[start of Stored data]

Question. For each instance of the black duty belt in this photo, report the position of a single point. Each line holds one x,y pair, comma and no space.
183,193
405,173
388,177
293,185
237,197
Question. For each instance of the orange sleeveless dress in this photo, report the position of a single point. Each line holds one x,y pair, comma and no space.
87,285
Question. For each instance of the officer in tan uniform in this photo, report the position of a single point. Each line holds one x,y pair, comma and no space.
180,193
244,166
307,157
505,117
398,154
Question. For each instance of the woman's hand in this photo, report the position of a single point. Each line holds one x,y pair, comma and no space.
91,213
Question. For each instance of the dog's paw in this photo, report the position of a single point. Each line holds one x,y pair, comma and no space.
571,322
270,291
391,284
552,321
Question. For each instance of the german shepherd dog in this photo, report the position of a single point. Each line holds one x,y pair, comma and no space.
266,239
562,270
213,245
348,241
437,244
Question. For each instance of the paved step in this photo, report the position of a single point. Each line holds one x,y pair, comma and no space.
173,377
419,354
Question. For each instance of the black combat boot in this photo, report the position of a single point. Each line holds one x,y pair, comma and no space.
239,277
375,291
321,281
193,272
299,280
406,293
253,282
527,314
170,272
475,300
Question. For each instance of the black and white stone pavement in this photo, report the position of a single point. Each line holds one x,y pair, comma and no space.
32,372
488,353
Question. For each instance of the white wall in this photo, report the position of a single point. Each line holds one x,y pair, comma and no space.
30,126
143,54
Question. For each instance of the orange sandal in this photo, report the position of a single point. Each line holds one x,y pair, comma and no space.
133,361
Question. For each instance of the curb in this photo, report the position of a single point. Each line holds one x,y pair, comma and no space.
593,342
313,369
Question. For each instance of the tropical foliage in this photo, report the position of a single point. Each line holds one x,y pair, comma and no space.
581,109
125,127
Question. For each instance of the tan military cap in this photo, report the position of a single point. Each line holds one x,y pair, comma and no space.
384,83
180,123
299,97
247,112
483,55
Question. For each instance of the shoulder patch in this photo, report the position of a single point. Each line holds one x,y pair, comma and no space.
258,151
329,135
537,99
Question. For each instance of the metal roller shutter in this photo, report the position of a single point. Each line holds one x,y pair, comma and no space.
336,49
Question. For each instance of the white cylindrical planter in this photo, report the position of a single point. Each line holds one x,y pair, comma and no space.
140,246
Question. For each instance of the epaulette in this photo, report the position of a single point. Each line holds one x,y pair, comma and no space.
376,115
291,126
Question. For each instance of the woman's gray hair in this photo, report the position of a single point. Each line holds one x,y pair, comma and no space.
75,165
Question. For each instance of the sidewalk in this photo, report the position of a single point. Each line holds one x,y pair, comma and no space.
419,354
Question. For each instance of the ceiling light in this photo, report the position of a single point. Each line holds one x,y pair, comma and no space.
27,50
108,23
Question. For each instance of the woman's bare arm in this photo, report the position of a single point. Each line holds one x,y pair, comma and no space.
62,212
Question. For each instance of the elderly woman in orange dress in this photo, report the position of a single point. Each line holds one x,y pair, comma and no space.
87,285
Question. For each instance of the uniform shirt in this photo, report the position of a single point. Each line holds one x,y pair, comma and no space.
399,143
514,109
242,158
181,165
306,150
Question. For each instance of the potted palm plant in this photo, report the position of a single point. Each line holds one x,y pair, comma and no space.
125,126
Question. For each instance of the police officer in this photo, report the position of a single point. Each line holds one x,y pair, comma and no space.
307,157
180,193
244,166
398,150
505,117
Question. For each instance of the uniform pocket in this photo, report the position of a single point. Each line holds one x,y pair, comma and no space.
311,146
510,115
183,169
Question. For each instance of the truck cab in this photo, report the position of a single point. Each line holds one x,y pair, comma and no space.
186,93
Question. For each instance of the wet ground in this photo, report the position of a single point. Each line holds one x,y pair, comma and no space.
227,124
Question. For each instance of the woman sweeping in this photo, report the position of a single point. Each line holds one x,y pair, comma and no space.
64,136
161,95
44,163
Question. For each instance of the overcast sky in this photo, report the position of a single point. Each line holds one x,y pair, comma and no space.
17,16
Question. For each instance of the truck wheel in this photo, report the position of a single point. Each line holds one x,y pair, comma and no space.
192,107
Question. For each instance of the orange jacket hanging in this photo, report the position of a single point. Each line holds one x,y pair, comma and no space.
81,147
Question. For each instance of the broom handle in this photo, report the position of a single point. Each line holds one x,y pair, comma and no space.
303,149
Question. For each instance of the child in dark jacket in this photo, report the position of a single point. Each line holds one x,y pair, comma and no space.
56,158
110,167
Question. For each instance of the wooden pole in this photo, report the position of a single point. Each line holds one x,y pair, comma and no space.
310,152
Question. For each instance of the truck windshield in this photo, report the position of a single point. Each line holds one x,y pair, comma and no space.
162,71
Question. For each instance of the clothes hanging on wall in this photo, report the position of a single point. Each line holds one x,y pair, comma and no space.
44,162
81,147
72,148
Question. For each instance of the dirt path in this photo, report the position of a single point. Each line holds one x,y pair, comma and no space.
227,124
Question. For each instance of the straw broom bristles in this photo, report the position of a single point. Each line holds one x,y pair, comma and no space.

[end of Stored data]

### Exercise goal
Can you transcribe the entire listing above, reproducing every line precisely as it appears?

### The solution
Question. For each instance of the black duty belt in this photo, report the position of a single point. Each line holds one x,y pair, comma and no space.
183,193
405,173
388,177
293,185
237,197
Question. For each instance of the orange sleeveless dress in this photo, report the position of a single point. Each line holds one x,y pair, comma and no space.
87,285
Question. For each instance of the officer in tan uniform in this photo, report the position of a single point. Each line holds one x,y pair, comma and no space.
180,193
244,166
307,157
505,117
398,154
Question. For each instance of the woman's hand in this photo, report the position of a single point. Each line holds one x,y pair, comma and no space.
91,213
Question. For each instance of the dog's paw in this photo, report the position of a single point. Each line holds one x,y pair, comma and no space.
571,322
270,291
391,284
552,321
Question. For each instance of the german shepherd dog in this photo, report the position of a single point. Each line holds one x,y pair, comma and no space.
266,239
562,270
213,245
348,241
437,244
Question. For each instance of the paved step in this photo, report the position of a single point. Each line holds one x,y pair, comma and no space.
173,377
419,354
Question. For each instance of the black combat boot in this photo, report the position of a single point. Each line holds one x,y pair, comma and no space.
239,277
375,291
321,281
193,272
299,280
406,293
253,282
527,314
170,272
475,300
Question. For each instance of the black and white stone pavement in this photo, report the position of a single point. Each line holds one x,y pair, comma and no space.
32,372
488,353
Question. For each instance of the white wall in this photo, report the position of a single point. Each line holds one x,y pair, comma and no space.
30,126
143,54
Question. For each instance of the orange sandal in this photo, report the position of a single point. Each line holds one x,y pair, comma and no space.
133,361
Question. For each instance of the curb in this photo, report the position of a single point. Each line holds one x,y pair, comma and no space.
593,342
313,369
Question. For each instance of the tropical foliage in this photo, report the position of a single point. Each line holds one x,y pair, comma and no space.
581,109
125,127
Question. For each instance of the tan military cap in this photo, report the position of a single point. Each line holds one x,y pair, comma and no space.
384,83
180,123
299,97
247,112
483,55
Question. For each instance of the shoulder patch in this photo, report the position of a single point. Each line holds one x,y pair, comma and no space.
258,151
329,135
537,99
Question. For each instance of the metal roller shutter in this photo, report the position of a single point. Each line holds one x,y pair, comma and no space.
336,49
Question. For each instance of the white cylindrical planter in this photo, report the position of a single point. Each line holds one x,y pair, comma and no space.
140,246
Question. For each instance of the epaulette in this photo, report the position of a single point. Each line holds one x,y pair, comma and no space.
376,115
291,126
Question. For each instance of the woman's gray hair in this photo, report the position of a single point. Each line holds one x,y pair, comma and no space.
75,165
Question. For each instance of the sidewalk in this photo, report the position of a single point. Each line holds one x,y pair, comma and no space.
419,354
Question. For each instance of the ceiling light in this photo, report the position of a single point. Each line holds one x,y pair, comma and no space.
27,50
108,23
Question. For each instance of the woman's bare arm in this photo, report the position of a single point. Each line holds one x,y pair, comma and no space.
62,212
Question. For each instance of the elderly woman in orange dress in this photo, report the position of a single point. Each line holds one x,y pair, comma and no space.
87,285
Question. For each instance of the uniform shirt in this photo, report the position of a single point. Each line holds one x,y pair, comma and no space.
399,143
514,109
242,158
181,165
306,150
Question. For each instance of the potted palm plant in this photo, report the position of a single point. Each line holds one x,y pair, comma and no space.
125,126
Question. For each instance of the police officer in this photo, report the position of a single point. Each line holds one x,y pair, comma and no space.
307,157
180,193
244,166
398,150
505,117
Question. For each instance of the uniform pocket in this photo, report the position of a single point. Each line holds one x,y pair, comma and no space.
311,146
510,115
183,169
Question. For each instance of the truck cab in this photo, report the position of a single point. Each line holds one x,y pair, comma and no space.
186,93
Question. For each instance of the wet ground in this photo, report the position of a single point. Each line holds one x,y pair, comma and no space.
227,124
Question. For each instance of the woman sweeping in this photo, report the position of a single point. Each line holds one x,y pair, comma and no space.
64,136
161,95
44,163
Question. For each instance of the overcast sky in this photo, report the position of a single point. Each line holds one x,y pair, comma and no space.
17,16
Question. For each instance of the truck wheel in this photo, report the position of a single point. Each line holds one x,y pair, comma and no space.
192,107
Question. For each instance of the orange jacket hanging in this photo, report the position of a single point. Each line holds one x,y pair, comma and no space.
81,147
Question. For each instance of the broom handle in this photo, report the position of a single point. Each line holds one x,y pair, comma and no space.
303,149
Question. For each instance of the child in dark jacket in this photo, report the position of a single point. Each line holds one x,y pair, comma and no space.
56,158
110,167
Question. For each instance of the wooden pole in this photo, report the position of a single point. Each line holds one x,y pair, comma and no space.
310,152
Question. For each instance of the truck windshield in this photo, report the position of a single point. Each line holds one x,y pair, comma and no space.
162,71
Question. For each instance of the clothes hanging on wall in this photo, report the position of a single point. Each line holds one x,y pair, comma and no space.
44,162
81,147
72,148
Question. For each instance of the dirt path in this photo, report the position of a single point. Each line holds one x,y pair, comma and no space.
227,124
Question. For each instance of the straw broom bristles in this photo, report the position of a single point. Each line holds one x,y pair, comma and no space.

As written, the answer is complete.